**Given text**.
A threaded hole 54 is provided on the top of each wedge 24. Thus, bolts 50 can be inserted through holes 12 in plate 11, and screwed into the threaded holes 54 to anchor each of wedges 24 to plate 11. Washers 52 are provided between the heads of bolts 50 and the front face 26 of plate 11.
In the embodiment illustrated, ribs 22 have a generally T-shaped cross-section (FIG. 8). Sides 30, 32 of wedges 24 are shaped to conform with the sides of the T-shaped ribs 22 to provide a high degree of structural integrity to the antenna. A lip 23 extends from the top portion 40 of each rib 22, to provide an edge against which mesh panels 60 will butt when the panels are installed as described below. The top portion 40 of the T-shaped ribs 22 is sandwiched between wedges 24 and the back face 28 of plate 11, also providing structural integrity. As shown in FIG. 4, the top portions 40 of ribs 22 may deflect slightly toward plate 11 as wedges 24 are tightened in hub 10.
Ribs 22 include a channel 42 extending throughout the length thereof. A semicircular portion 41 at the bottom of each channel 42 is provided for self-tapping screws 59 (FIG. 1) which mount rim 62 to the outer edges of ribs 22. Rim 62 is constructed from a plurality of rib sections which are butted together at their edges and secured using screws 61 and butt plates 63 as shown in FIG. 10. As shown in FIG. 9, quadrapod support 65 is mounted to the antenna structure via self-tapping screws 66 which are screwed into channels 42 at the edges of four equally spaced ribs.

**Information supplied**.

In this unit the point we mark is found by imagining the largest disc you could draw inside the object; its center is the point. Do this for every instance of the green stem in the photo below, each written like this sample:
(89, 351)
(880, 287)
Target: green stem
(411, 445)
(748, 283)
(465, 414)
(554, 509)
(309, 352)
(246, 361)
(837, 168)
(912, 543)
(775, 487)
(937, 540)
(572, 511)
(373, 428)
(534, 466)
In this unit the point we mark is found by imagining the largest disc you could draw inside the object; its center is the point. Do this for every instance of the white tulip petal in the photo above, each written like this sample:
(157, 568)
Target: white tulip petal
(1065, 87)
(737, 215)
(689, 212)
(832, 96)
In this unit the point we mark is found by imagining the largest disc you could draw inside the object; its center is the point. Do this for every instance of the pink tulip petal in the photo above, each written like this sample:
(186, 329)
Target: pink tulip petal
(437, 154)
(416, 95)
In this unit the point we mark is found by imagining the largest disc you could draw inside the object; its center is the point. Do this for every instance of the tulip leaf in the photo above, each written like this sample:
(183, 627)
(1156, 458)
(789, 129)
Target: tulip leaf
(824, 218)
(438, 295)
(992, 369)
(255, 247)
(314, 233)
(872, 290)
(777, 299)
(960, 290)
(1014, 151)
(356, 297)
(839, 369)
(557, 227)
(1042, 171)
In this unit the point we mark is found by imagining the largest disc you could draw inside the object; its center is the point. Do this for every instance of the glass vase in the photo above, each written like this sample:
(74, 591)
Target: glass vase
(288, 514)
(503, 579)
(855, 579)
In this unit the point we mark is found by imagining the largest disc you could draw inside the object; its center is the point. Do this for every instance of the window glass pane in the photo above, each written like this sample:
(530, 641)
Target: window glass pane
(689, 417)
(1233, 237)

==

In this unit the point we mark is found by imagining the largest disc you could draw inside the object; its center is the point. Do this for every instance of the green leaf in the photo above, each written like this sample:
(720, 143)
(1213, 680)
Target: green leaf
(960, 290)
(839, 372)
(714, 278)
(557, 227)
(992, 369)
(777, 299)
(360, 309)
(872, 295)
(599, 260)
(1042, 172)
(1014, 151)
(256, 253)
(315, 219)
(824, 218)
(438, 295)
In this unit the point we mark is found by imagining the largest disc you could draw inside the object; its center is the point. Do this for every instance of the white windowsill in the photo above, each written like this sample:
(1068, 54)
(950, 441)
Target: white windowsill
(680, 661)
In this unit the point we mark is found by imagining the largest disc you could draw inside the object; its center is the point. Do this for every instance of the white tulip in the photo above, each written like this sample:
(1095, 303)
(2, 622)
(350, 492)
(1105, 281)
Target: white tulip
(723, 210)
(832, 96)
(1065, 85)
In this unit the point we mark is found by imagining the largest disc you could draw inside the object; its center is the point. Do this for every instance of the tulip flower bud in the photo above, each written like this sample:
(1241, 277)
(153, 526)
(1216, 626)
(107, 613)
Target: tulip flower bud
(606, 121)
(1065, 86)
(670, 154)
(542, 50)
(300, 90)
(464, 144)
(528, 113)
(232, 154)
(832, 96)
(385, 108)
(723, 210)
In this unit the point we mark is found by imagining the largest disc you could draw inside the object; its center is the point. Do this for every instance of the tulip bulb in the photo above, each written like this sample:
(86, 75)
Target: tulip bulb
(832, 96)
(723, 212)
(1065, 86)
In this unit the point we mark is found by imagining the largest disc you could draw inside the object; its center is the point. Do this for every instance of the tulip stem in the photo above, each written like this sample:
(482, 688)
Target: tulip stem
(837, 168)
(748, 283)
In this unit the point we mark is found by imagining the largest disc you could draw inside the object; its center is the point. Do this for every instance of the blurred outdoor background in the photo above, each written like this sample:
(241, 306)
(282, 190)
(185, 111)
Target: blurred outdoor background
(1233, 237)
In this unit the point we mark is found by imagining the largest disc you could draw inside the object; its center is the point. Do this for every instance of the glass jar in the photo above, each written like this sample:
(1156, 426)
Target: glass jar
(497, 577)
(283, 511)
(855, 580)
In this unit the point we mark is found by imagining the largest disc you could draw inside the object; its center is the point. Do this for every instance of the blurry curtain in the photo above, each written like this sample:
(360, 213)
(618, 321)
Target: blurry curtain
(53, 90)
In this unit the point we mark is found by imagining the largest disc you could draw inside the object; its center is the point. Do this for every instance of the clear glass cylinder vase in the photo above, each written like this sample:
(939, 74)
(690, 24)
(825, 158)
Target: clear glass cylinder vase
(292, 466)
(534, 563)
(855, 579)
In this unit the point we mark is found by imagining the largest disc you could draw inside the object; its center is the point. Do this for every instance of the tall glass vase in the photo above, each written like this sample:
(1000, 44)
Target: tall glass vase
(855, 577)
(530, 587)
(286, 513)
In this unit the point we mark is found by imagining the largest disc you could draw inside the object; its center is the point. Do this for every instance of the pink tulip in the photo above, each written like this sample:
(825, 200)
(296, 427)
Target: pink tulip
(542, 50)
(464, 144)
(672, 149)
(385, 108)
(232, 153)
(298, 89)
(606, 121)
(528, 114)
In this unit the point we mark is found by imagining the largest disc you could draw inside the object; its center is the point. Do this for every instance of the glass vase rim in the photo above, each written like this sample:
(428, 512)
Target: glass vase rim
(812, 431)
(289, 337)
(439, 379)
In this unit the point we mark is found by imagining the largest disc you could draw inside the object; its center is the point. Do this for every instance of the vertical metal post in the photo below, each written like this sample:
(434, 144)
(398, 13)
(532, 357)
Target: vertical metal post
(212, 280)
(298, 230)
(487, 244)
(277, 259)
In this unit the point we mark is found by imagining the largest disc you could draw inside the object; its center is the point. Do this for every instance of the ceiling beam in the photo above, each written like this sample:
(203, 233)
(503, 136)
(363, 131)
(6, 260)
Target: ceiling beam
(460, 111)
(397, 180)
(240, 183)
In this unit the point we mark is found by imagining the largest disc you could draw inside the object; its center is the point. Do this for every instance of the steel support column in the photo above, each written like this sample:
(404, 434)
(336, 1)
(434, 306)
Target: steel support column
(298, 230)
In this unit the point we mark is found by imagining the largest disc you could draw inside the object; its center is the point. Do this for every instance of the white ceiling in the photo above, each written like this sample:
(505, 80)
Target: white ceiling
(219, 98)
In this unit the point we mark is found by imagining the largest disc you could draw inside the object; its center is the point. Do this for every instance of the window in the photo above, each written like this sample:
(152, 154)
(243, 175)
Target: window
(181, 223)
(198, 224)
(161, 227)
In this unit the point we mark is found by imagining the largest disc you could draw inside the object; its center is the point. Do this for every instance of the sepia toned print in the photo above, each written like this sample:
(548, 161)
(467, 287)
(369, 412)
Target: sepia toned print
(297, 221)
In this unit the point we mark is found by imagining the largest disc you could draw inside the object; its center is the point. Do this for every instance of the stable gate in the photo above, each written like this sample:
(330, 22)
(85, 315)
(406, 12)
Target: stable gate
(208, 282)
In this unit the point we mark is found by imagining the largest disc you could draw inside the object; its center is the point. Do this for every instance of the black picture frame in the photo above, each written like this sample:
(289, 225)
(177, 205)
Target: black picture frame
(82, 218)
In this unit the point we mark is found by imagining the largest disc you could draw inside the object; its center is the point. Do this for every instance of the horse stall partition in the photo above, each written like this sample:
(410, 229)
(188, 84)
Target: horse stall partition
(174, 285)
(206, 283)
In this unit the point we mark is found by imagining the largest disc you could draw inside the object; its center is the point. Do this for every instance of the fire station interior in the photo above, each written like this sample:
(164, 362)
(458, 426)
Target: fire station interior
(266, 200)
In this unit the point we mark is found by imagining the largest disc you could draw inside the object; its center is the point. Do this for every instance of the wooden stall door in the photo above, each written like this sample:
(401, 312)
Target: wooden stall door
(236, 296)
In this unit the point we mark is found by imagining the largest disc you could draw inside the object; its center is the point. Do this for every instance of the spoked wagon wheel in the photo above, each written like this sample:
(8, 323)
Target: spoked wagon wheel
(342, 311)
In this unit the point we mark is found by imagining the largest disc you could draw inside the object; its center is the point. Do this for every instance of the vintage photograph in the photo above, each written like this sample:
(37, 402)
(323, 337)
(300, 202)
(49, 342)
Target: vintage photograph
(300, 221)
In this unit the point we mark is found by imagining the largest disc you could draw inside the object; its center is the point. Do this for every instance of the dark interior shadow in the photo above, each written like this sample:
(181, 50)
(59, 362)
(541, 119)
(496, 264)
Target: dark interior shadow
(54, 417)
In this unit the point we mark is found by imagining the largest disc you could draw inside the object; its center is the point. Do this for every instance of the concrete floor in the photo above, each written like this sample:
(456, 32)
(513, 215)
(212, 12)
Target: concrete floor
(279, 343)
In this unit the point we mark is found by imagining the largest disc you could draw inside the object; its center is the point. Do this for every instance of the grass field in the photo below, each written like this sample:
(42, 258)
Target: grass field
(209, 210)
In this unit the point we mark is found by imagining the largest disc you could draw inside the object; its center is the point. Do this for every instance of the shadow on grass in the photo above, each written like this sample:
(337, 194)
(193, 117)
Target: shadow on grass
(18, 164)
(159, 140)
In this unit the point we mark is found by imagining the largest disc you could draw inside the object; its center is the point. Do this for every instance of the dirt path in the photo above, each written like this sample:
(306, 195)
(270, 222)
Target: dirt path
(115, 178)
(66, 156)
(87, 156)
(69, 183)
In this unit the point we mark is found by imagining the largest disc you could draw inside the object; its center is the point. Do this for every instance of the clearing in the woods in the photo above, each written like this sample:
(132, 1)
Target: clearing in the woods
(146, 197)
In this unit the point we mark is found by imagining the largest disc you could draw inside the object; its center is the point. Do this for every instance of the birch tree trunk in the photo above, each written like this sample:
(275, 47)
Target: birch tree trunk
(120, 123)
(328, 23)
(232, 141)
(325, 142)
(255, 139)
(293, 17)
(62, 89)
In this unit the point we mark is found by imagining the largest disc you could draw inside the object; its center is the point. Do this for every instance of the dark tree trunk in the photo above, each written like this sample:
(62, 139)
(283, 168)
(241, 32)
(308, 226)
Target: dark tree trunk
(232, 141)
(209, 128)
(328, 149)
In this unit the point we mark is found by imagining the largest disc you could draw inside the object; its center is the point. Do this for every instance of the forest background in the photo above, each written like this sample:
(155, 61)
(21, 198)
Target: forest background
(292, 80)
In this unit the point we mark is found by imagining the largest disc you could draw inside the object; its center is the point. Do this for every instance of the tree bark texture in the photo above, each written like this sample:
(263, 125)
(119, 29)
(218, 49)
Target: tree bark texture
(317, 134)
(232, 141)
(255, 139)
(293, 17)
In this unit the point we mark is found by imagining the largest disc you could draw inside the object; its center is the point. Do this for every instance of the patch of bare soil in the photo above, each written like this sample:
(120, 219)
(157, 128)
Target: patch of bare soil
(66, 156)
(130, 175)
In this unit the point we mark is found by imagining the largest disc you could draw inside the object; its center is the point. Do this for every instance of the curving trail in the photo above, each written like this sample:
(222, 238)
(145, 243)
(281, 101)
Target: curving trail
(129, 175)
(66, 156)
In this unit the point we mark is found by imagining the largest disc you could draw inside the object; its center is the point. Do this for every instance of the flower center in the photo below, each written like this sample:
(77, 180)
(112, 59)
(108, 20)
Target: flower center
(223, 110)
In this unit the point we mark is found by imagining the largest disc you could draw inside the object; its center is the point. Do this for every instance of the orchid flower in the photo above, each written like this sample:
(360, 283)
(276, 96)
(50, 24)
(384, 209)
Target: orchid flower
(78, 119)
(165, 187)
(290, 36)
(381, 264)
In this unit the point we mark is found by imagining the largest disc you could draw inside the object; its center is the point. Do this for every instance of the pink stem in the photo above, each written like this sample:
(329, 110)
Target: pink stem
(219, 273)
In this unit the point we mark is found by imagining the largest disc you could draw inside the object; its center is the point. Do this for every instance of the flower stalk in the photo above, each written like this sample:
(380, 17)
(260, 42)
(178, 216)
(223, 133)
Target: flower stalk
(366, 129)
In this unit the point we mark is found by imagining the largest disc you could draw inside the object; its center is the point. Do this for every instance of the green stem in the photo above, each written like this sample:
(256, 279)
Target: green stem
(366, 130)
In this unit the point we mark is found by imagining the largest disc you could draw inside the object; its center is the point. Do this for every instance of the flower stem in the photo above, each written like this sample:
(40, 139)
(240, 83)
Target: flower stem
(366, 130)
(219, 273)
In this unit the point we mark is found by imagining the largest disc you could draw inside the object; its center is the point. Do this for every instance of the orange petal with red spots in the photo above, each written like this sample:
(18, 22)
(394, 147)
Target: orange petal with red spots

**Written tasks**.
1. From the rows above, keep only those that contain the string "column" and copy them out.
2. Take the antenna hub and rib description further, picking up after its last sentence.

**Exercise results**.
1.
In this unit the point we mark is found by imagining the largest disc you could draw inside the object; its center is the point. Do this for every instance of the steel support column in the photo above, each written like this sample:
Target: steel support column

2.
FIGS. 7 and 8 depict the mounting of the antenna mesh to the rib structure. As already noted, each rib 22 is provided with a channel 42 which extends across its length. The antenna mesh is provided in pie-shaped panels 60 which span adjacent ribs. The edges of panels 60 butt against lips 23 and are supported by the top sections 40 of ribs 22. In addition to providing an edge to locate panels 60, lips 23 serve the further purpose of providing room for the panel edges to flex in severe weather conditions, without abrading and wearing through the tab portions 48 of locking strips 44 described below.
A locking strip 44 is provided for each rib 22. The locking strips are of substantially the same length as ribs 22, and can be made from a flexible plastic material (e.g., high strength PVC) so that they conform with the curved shape of the ribs. In the embodiment illustrated, locking strips 44 comprise a tab portion 48 with a tail portion 46 extending therefrom. The tail portion 46 of each locking strip includes a plurality of teeth for interlocking engagement with corresponding teeth in the rib channel 42. In order to install the mesh panels 60 on the rib structure, the panels are placed on the ribs and the tail portions 46 of the locking strips are inserted into channels 42 by, for example, driving them into place with a soft mallet. Mesh panels 60 will then be sandwiched between tabs 48 of the locking strips 44 and top portions 40 of the ribs 22. If necessary, locking strips 44 can be peeled out of the rib channels 42 to enable repair or replacement of individual mesh antenna panels without disassembling the entire antenna.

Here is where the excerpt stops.